EXERCISE PROMPT: Copy out all the lines of the data that hold the word "below".

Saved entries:
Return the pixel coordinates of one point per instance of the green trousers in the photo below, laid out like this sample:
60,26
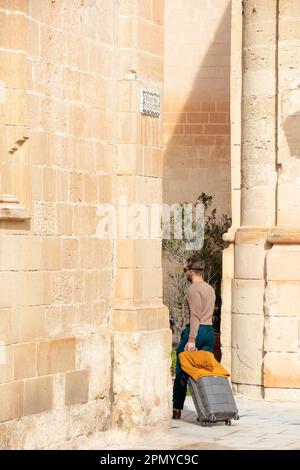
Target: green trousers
205,341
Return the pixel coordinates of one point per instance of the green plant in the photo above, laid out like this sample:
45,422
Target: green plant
175,252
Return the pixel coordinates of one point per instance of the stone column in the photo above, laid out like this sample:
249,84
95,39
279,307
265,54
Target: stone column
266,285
141,334
258,192
282,294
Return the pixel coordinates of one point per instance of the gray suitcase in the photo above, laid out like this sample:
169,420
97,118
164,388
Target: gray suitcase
213,399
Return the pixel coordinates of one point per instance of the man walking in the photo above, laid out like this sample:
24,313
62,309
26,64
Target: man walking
197,332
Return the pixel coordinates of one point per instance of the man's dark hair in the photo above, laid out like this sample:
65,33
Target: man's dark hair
196,264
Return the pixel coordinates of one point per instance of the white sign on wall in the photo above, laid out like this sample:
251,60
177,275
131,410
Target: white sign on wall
150,103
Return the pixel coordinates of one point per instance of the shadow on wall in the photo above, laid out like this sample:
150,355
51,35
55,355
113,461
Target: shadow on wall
197,150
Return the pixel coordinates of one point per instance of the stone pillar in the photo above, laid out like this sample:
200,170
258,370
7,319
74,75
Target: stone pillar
266,285
141,334
258,192
235,163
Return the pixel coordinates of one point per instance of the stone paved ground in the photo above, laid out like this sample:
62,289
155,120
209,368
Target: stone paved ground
262,425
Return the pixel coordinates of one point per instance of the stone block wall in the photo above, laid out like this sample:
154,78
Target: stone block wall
196,101
71,304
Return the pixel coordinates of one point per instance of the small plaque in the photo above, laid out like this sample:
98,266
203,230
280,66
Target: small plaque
150,103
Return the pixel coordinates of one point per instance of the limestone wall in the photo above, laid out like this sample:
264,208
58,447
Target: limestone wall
265,287
72,137
196,101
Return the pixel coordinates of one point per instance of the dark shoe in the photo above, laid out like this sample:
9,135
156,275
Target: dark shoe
176,414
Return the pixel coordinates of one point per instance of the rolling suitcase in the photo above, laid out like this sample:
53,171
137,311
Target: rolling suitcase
213,400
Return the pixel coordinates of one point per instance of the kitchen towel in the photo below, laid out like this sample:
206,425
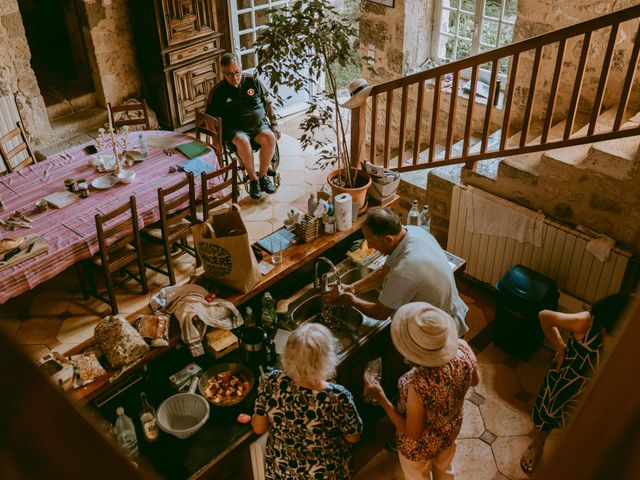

RESPONSE FOR THIS EXERCISE:
Return the pixel coordinates of one point per instance of the green trousers in the photo below, laid out like this sample:
Return the pixel coordinates of one point per instance of the kitchen towel in the photo below, laid out like this sample:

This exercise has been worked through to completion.